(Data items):
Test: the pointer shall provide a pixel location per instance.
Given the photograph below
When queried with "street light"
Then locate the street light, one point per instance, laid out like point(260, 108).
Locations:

(Written instruction): Reproduce all of the data above verbatim, line for line.

(Solution to this exercise):
Test: the pointer shall provide a pixel location per instance.
Given the photograph below
When queried with "street light"
Then locate the street light, one point per instance, laid out like point(260, 108).
Locations:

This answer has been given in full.